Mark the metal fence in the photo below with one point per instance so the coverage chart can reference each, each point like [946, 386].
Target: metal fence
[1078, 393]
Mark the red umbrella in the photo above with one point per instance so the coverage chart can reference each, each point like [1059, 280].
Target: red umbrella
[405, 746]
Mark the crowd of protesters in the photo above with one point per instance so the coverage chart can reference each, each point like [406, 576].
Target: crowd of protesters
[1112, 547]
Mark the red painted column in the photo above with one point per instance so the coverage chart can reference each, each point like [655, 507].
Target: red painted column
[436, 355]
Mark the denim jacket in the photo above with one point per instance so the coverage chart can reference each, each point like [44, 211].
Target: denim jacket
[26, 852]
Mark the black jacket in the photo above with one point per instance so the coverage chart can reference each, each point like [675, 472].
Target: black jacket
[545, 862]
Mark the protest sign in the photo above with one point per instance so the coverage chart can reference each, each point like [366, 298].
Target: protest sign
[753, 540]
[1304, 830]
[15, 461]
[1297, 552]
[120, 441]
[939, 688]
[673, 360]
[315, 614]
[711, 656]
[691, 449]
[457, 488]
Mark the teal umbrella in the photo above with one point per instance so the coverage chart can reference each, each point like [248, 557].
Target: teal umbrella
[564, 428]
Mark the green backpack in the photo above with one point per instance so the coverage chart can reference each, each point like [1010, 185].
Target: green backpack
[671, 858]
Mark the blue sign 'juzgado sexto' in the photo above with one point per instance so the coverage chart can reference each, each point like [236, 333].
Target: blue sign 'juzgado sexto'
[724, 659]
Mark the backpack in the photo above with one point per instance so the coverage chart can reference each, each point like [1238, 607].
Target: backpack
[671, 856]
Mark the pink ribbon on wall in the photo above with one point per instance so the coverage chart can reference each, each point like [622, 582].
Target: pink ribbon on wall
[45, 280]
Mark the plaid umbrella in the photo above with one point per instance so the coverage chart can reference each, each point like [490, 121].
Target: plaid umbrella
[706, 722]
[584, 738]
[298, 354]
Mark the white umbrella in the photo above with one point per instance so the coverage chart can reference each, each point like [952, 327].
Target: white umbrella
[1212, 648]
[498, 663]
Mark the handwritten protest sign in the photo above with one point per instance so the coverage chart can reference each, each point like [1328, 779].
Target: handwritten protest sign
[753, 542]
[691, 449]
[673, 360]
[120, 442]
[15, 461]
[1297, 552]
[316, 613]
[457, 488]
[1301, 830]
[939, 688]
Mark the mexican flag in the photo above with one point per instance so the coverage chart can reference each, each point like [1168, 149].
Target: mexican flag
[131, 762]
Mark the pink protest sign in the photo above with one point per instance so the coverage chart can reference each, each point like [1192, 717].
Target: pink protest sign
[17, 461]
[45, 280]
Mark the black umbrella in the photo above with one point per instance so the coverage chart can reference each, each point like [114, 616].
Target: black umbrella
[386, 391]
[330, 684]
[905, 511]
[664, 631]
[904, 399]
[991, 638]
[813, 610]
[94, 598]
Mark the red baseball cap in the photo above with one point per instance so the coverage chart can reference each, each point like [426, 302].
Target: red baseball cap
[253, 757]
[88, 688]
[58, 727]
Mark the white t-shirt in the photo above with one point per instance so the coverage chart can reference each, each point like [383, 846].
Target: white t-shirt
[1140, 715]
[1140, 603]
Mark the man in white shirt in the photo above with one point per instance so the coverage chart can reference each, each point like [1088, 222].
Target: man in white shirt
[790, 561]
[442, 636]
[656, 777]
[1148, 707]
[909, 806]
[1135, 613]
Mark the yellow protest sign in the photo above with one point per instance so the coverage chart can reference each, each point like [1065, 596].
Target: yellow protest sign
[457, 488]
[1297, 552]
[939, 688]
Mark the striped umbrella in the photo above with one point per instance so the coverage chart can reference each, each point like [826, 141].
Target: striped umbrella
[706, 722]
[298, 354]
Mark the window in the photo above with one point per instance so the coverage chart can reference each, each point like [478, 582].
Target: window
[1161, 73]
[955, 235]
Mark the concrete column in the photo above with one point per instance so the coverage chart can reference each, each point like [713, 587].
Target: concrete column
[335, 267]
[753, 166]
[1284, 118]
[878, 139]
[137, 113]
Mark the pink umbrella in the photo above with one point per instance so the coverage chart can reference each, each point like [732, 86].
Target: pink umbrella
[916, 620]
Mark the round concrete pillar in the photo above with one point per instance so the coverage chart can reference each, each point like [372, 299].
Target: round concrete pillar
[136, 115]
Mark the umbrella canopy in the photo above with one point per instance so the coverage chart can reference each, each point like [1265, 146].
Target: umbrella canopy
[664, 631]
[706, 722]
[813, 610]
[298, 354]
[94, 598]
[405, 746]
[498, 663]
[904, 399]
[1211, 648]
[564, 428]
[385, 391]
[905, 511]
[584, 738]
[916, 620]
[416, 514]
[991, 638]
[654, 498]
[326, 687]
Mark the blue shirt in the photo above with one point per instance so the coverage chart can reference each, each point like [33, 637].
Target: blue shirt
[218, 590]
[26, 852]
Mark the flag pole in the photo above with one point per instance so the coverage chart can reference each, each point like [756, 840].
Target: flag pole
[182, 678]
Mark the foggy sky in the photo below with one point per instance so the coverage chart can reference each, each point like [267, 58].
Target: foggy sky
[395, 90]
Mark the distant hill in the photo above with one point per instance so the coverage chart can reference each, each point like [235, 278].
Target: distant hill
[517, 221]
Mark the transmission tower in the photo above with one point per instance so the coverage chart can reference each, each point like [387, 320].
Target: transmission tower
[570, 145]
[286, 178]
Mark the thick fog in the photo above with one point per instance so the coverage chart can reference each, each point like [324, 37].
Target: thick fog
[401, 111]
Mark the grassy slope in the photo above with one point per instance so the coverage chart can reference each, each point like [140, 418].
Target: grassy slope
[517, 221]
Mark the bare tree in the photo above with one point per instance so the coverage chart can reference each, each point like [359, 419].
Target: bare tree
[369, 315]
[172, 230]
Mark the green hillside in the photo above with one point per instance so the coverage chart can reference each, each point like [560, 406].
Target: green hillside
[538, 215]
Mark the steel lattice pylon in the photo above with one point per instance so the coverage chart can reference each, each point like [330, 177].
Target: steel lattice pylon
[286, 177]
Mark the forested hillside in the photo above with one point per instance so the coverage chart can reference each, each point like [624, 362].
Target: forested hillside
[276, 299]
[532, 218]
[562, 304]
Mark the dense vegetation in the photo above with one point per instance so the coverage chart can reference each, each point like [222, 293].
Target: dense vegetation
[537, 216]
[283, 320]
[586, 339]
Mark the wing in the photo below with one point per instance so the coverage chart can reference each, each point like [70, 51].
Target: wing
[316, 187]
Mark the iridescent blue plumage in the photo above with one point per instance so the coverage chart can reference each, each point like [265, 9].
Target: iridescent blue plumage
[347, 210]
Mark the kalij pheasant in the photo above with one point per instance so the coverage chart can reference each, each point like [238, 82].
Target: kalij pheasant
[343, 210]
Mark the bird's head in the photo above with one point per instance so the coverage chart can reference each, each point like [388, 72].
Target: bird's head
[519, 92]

_Short problem_
Give all the lines above again, switching "coverage chart" to "summary table" wherever it occurs and leaving everything else unchanged.

_Exercise solution_
Mark the metal fence in the photo below with one point per instance so the summary table can reference each, each point like [946, 386].
Target: metal fence
[1078, 393]
Mark the red umbrella in the photo above with one point per instance so the summary table can reference each, each point like [1059, 280].
Target: red umbrella
[405, 746]
Mark the crowd of protesters in the photo above with one point per instance so the summary table can reference each, each point like [406, 576].
Target: crowd of protesters
[1112, 547]
Mark the red painted column in the photo above with one point per instance so the summary table can reference each, each point like [655, 507].
Target: red painted column
[436, 355]
Mark the denim jacket in the photo above with one point per instance so the summary table can reference each, each point like [44, 211].
Target: denim jacket
[26, 852]
Mark the black jacket in the photo above with one point per instance so the summary table can reference each, each point like [675, 472].
Target: black jacket
[545, 862]
Mark the protest sign in the photo above with one point per instance so the summary table can reference each, each point like [366, 298].
Target: protest sign
[753, 540]
[1304, 830]
[15, 461]
[1297, 552]
[120, 441]
[939, 688]
[673, 360]
[315, 614]
[711, 656]
[691, 449]
[457, 488]
Mark the teal umbrella in the photo above with one point per instance so the summary table can reference each, each point like [248, 557].
Target: teal umbrella
[564, 428]
Mark the green backpack in the photo above with one point per instance so the summary table can reference each, each point like [1010, 185].
Target: green backpack
[671, 858]
Mark the blue sign 'juzgado sexto' in the photo above with one point per instance so the summary table can reference each, each point like [236, 333].
Target: blue sign 'juzgado sexto'
[724, 659]
Mark the backpack in the photo above with one point per instance so the summary table can reference each, each point like [1238, 607].
Target: backpack
[671, 856]
Mark the pink ribbon on wall in the photo above with one point per instance so the summary table can reference each, each point like [622, 582].
Target: pink ribbon on wall
[45, 280]
Mark the plaid umbrella in the photo above with one point per instance so the summary table can reference each, each point like [490, 121].
Target: plaid umbrella
[706, 722]
[584, 738]
[298, 354]
Mark the white umbrella in the photo above with one point per instance so the summary table can reference each, each point like [952, 327].
Target: white umbrella
[1212, 648]
[498, 663]
Mark the handwritten protest sign in the photo above with one point per instance so the summary table can reference each, each point like [1328, 779].
Target: handwritten protest sign
[753, 542]
[691, 449]
[673, 360]
[120, 442]
[15, 461]
[1297, 552]
[316, 613]
[457, 488]
[1301, 830]
[939, 688]
Mark the mexican flag in the photo above with one point per instance so the summary table can reference each, each point like [1168, 149].
Target: mexican flag
[131, 762]
Mark the pink protest sign in the photo above with one point per instance so the summary table can reference each, each point like [1192, 717].
Target: pink protest sign
[17, 461]
[45, 280]
Mark the black umbrella in the photo above with one point per instance so the summary table can reference each, each point like [114, 616].
Target: black umbrella
[386, 391]
[330, 684]
[905, 511]
[664, 631]
[904, 399]
[991, 638]
[813, 610]
[94, 598]
Mark the red baseball cap in the photo above with one point per instance so the summary table can reference each, each point like [426, 302].
Target: red baseball cap
[253, 757]
[88, 688]
[58, 727]
Mark the white t-shirt in the photo above with one point per instance so the summary table can reference each, each point like [383, 846].
Target: white t-shirt
[1140, 715]
[1140, 603]
Mark the man in white shirt in the photo above with one point per instance so the summary table can reference each, each point like [1088, 222].
Target: man in white shirt
[790, 561]
[442, 636]
[656, 777]
[1148, 707]
[909, 806]
[1135, 613]
Mark the yellow protest sign in the photo above with one point per instance so the summary table can reference each, each point like [1065, 596].
Target: yellow protest sign
[457, 488]
[1297, 552]
[939, 688]
Mark the striped umbrella in the photo above with one point per instance so the summary table can reference each, each point like [826, 141].
Target: striped umbrella
[706, 722]
[298, 354]
Mark the window in the photo above with one point per instance so the summary table can reference each, each point like [478, 582].
Target: window
[1161, 73]
[955, 235]
Mark the concrete column in the photo above with one point per instance so the summary table can reference each, each point like [713, 587].
Target: concrete column
[335, 267]
[753, 166]
[1284, 118]
[878, 139]
[137, 113]
Mark the pink umbrella in the photo above with one point per instance so the summary table can reference each, each point like [732, 86].
Target: pink umbrella
[916, 620]
Mark the round concrete pillar in the photo above with one point per instance so the summary table can reference each, each point like [372, 299].
Target: round concrete pillar
[136, 115]
Mark the umbrella canopy in the photo above with one point per instance so the summary table can reference each, each point like [1265, 146].
Target: umbrella canopy
[664, 631]
[706, 722]
[813, 610]
[298, 354]
[94, 598]
[405, 746]
[498, 663]
[904, 399]
[1211, 648]
[564, 428]
[385, 391]
[905, 511]
[584, 738]
[916, 620]
[416, 514]
[991, 638]
[654, 498]
[326, 687]
Mark the blue shirt in the photo above with one point per instance so the summary table can reference each, each point like [33, 637].
Target: blue shirt
[218, 590]
[26, 852]
Mark the flag pole in the photo above with one point per instance so the summary table can reference each, each point like [756, 840].
Target: flag pole
[182, 678]
Mark the foggy sky in the photo below with one point per instance so the summary table can reference each, each point like [267, 58].
Target: foggy sky
[395, 90]
Mark the distant hill in the photo above with one point per instance so the summary table can reference each, each point like [235, 278].
Target: distant hill
[517, 221]
Mark the transmission tower in the photo above with one point per instance so the summary table can reference each, each point like [387, 320].
Target: transmission tower
[570, 145]
[286, 178]
Mark the thick fog in the photo above with one point per instance so the summary table can reference each, each point like [324, 37].
Target: thick fog
[401, 111]
Mark the grassy slope in the photo above with one point per instance so the summary table can reference each, each point like [140, 418].
Target: grassy slope
[517, 221]
Mark the bare tree in the photo above with one point per instance so the summary table can reference each, each point like [359, 419].
Target: bare tree
[369, 315]
[172, 230]
Mark the green hillside in the photo above with one point per instance so the summary table can reference each, each point like [560, 406].
Target: green hillside
[538, 215]
Mark the steel lattice pylon in the photo above with one point per instance so the summary table can reference each, each point like [330, 177].
Target: steel lattice pylon
[286, 177]
Mark the forested hillside in the photo above with one point per instance so the summary table can reference each, each point like [624, 362].
Target: forested hillside
[276, 299]
[532, 218]
[562, 304]
Mark the dense vegetation in the photo above with one point per instance so the summary table can reference each, each point like [222, 293].
Target: dense vegetation
[537, 216]
[283, 320]
[586, 339]
Mark the wing in the photo below with one point per instance so the summary table can reference each, each point like [70, 51].
Target: wing
[316, 187]
Mark the iridescent blue plumage in the photo above with one point per instance so the summary table can reference each, each point like [265, 9].
Target: iridescent blue plumage
[347, 210]
Mark the kalij pheasant in the photo above with one point per instance so the summary table can reference each, each point like [238, 82].
Target: kalij pheasant
[343, 210]
Mark the bird's head in the photo above with one point per instance so the summary table can reference each, each point like [388, 72].
Target: bird's head
[519, 92]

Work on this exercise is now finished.